• _Task set_
1 > According to the snow cone passage, what is a classic Cuban flavoring for granizados?
2 > Decide whether each statement agrees with the snow cone passage, answering yes or no and quoting the words that settle it: (a) Most Puerto Rican snow cone vendors work from fixed stands or kiosks. (b) In Miami neighborhoods, granizados are often sold from ice cream trucks. (c) The name "granizados" comes from a Spanish word for hailstones.
3 > Duplicate the portion of the snow cone passage between "Similar confections" and "star anise spice.", inclusive.

• _Excerpted passage_
# # #

A snow cone is a paper cone filled with crushed ice topped with flavored sugar water. Due to the popularity of snowballs, many snow cones are now made like snowballs with shaven ice and a sugar syrup and the terms are often used interchangeably.

Similar confections

Kids with shave ice treat.

In Cuba and many Cuban neighborhoods, they are known as "granizados," after the Spanish word granizo for hailstones. In Miami neighborhoods, they are often sold in conjunction with other frozen confections in ice cream trucks and stands throughout the city. A classic Cuban flavoring for granizados is anise, made from extracts of the star anise spice.

File:Nina and her Piragua2.JPG
Child enjoying a "Piragua" in Puerto Rico

In Puerto Rico and many Puerto Rican neighborhoods, they are named "Piragua", because they are made in pyramid shapes and agua means water in Spanish. Most Puerto Rican snow cone vendors use street snow cone carts instead of fixed stands or kiosks. During the summer months in Puerto Rican neighborhoods, especially in New York and Philadelphia, "piragua" carts are often found on the streets and attract many customers.

# # #

• _Entries supplied_

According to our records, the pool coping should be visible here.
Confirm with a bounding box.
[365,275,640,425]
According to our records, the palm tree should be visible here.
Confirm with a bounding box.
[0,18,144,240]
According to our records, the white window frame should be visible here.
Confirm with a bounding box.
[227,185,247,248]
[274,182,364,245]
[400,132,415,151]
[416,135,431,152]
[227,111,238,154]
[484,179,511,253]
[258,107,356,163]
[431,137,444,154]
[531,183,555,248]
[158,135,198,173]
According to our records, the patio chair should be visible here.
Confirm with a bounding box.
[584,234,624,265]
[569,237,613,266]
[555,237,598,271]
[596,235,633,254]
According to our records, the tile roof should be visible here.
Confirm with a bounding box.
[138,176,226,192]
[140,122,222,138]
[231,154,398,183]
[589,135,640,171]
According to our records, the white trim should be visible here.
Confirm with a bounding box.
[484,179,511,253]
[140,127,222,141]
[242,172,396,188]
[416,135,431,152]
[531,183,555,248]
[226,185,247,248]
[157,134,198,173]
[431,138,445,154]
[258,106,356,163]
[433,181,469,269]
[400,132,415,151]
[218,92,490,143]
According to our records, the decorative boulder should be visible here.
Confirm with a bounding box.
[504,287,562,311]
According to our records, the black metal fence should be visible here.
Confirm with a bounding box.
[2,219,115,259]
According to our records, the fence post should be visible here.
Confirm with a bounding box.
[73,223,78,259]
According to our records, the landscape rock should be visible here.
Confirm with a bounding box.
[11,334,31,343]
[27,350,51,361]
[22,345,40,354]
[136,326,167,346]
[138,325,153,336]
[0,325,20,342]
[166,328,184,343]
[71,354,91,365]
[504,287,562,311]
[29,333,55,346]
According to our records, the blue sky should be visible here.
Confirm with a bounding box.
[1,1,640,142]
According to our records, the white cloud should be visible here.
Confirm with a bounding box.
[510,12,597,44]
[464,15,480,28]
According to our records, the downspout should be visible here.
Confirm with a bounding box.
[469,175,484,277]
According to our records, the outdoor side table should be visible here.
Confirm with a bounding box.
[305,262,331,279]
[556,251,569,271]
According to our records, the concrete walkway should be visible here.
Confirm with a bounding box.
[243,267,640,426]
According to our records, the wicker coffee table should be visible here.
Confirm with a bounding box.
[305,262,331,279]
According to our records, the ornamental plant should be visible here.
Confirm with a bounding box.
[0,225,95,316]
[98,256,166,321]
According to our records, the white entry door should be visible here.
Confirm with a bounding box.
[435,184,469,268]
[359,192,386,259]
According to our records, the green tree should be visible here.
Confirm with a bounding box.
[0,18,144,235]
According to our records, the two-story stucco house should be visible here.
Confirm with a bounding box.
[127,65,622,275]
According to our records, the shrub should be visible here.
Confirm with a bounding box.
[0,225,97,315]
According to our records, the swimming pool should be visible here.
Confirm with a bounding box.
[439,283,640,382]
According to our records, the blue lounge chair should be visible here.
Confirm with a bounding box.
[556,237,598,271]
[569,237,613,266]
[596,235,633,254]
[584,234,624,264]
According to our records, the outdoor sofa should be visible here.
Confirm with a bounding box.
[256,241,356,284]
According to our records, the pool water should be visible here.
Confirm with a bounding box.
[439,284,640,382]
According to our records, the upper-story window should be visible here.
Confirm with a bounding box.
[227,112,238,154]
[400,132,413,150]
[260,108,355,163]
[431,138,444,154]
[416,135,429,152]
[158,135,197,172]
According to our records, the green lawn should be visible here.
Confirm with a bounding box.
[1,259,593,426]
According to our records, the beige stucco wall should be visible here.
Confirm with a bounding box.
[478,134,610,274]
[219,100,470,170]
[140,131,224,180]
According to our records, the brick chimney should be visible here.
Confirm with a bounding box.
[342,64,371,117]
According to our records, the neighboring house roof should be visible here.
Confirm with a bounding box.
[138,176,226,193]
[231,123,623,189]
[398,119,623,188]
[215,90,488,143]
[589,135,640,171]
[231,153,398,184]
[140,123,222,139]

# # #

• _Expected answers_
1 > Anise, made from extracts of the star anise spice.

2 >
(a) No: "Most Puerto Rican snow cone vendors use street snow cone carts instead of fixed stands or kiosks."
(b) Yes: "they are often sold in conjunction with other frozen confections in ice cream trucks and stands throughout the city."
(c) Yes: "after the Spanish word granizo for hailstones."

3 >
Similar confections

Kids with shave ice treat.

In Cuba and many Cuban neighborhoods, they are known as "granizados," after the Spanish word granizo for hailstones. In Miami neighborhoods, they are often sold in conjunction with other frozen confections in ice cream trucks and stands throughout the city. A classic Cuban flavoring for granizados is anise, made from extracts of the star anise spice.